> **Problem description**
Reproduce the rows starting at the line containing "pin: green tree" and ending at the last row, swapping every "marble" for "granite" and leaving everything else unchanged.

☆ ☆ ☆ ☆ ☆

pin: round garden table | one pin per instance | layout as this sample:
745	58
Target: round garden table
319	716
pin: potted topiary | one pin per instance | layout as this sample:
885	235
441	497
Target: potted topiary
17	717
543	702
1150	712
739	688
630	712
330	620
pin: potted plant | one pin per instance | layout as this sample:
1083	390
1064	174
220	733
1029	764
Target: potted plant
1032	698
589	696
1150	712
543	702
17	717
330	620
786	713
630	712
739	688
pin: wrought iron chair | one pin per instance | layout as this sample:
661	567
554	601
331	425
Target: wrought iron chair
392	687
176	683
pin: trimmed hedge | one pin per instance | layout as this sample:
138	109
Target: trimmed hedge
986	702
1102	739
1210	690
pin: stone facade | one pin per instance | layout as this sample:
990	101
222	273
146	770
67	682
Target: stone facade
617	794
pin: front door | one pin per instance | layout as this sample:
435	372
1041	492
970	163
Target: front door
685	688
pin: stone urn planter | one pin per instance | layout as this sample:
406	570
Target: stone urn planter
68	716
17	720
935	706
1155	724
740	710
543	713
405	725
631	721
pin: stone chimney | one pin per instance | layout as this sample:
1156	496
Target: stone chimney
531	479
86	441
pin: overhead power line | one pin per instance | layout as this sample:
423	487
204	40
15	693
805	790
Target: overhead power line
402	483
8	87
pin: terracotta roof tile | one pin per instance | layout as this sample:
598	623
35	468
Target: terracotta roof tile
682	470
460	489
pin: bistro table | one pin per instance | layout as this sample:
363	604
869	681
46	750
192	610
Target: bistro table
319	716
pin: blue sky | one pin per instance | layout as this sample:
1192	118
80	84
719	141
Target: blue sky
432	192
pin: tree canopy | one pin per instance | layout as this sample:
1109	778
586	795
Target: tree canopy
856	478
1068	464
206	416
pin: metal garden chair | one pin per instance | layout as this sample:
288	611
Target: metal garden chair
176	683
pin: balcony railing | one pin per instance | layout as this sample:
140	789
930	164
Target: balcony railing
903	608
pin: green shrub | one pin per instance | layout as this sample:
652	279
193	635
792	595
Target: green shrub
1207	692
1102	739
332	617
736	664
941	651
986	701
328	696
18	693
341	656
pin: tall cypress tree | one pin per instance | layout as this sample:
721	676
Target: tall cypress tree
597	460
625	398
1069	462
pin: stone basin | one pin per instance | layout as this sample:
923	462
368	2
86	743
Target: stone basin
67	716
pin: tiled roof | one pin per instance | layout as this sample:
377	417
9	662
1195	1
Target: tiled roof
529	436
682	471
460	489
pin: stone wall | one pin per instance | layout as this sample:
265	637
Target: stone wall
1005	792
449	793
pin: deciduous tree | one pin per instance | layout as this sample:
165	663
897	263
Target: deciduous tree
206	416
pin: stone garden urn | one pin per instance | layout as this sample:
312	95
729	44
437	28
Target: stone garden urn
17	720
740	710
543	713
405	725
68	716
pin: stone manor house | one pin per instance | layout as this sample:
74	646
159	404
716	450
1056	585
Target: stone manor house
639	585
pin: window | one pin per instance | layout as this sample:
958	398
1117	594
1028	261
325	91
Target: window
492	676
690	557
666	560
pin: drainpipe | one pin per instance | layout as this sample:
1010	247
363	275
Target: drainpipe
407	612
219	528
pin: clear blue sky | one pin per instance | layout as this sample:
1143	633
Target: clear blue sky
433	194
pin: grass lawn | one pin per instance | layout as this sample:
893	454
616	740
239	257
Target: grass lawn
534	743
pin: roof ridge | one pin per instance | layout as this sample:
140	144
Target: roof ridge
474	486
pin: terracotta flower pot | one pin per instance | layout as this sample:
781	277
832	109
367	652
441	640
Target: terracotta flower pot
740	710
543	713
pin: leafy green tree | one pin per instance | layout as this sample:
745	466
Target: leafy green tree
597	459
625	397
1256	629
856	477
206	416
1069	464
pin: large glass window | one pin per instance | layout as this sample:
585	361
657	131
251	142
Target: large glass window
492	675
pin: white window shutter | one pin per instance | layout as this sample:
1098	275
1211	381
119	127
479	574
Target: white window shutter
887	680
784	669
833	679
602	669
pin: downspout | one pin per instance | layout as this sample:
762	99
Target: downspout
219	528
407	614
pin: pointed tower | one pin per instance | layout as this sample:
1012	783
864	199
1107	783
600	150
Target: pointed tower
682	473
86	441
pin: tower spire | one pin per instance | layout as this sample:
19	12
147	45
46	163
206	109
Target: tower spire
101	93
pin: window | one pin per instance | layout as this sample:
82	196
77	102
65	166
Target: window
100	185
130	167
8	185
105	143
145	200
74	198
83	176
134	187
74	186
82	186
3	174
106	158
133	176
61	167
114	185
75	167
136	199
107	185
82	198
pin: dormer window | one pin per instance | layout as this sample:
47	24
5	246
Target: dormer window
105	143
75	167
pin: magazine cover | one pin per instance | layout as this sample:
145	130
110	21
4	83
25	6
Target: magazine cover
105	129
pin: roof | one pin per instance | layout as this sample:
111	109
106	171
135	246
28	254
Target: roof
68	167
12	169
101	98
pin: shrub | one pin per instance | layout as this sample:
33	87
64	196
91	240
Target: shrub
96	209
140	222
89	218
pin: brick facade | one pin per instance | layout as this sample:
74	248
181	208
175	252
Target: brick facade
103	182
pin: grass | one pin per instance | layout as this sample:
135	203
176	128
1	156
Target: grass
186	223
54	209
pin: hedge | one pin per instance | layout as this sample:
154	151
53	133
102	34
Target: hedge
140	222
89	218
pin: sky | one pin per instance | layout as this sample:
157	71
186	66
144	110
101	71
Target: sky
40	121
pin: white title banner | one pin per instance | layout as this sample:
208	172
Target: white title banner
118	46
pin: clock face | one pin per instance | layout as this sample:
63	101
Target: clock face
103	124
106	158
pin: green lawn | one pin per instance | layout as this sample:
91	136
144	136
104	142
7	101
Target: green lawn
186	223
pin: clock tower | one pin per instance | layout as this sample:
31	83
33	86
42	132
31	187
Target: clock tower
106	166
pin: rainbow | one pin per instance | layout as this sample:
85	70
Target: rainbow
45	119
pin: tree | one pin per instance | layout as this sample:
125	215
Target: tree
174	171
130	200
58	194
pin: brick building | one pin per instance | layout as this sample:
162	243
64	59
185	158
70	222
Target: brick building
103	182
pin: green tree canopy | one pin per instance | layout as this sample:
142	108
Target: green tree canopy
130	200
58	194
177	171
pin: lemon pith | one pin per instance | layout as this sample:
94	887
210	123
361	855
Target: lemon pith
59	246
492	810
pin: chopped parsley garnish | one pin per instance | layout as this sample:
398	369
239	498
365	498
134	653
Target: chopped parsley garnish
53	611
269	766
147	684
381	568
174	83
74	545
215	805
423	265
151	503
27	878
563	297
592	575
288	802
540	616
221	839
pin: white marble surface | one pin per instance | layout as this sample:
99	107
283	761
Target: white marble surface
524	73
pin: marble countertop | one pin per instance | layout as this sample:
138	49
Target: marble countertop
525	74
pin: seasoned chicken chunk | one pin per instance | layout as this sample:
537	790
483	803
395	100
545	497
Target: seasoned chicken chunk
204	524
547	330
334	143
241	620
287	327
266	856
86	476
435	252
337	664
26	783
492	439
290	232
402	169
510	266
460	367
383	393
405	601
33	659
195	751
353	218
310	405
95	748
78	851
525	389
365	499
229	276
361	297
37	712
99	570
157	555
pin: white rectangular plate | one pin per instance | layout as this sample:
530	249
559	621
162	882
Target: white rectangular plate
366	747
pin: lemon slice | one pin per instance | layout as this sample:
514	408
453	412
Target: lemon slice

☆ ☆ ☆ ☆ ☆

> **Written response**
pin: green tree canopy | one pin per instance | layout as this sample:
142	108
Target: green tree canopy
130	200
58	194
177	171
pin: lemon pith | one pin per instance | layout as this sample:
94	887
210	123
361	855
Target: lemon pith
59	246
492	810
pin: chopped parsley garnish | one pin per instance | layout as this sample:
398	369
239	498
365	498
134	653
Target: chopped parsley garnish
53	611
269	766
147	684
381	568
174	83
74	545
215	805
423	265
151	503
27	878
563	297
592	575
288	802
540	616
221	839
pin: white granite surface | one pin per instance | layout as this sample:
99	107
283	761
Target: white granite surface
524	73
pin: granite countertop | one pin per instance | layout as this sample:
138	49
Target: granite countertop
525	74
pin: seasoned chicken chunk | one pin per instance | layout as this sample:
537	790
483	803
395	100
545	497
Target: seasoned chicken chunk
204	524
547	330
334	143
241	620
287	327
266	856
86	476
435	252
337	664
26	783
492	439
290	232
402	169
510	266
460	367
383	393
405	601
33	659
195	751
353	218
310	405
95	748
78	851
525	389
365	499
229	276
361	297
37	712
99	570
157	555
pin: white rectangular plate | one pin per instance | layout as this sample:
530	249
559	621
162	882
Target: white rectangular plate
366	747
pin: lemon slice | one pin per instance | layout as this sample:
514	408
453	412
Target: lemon slice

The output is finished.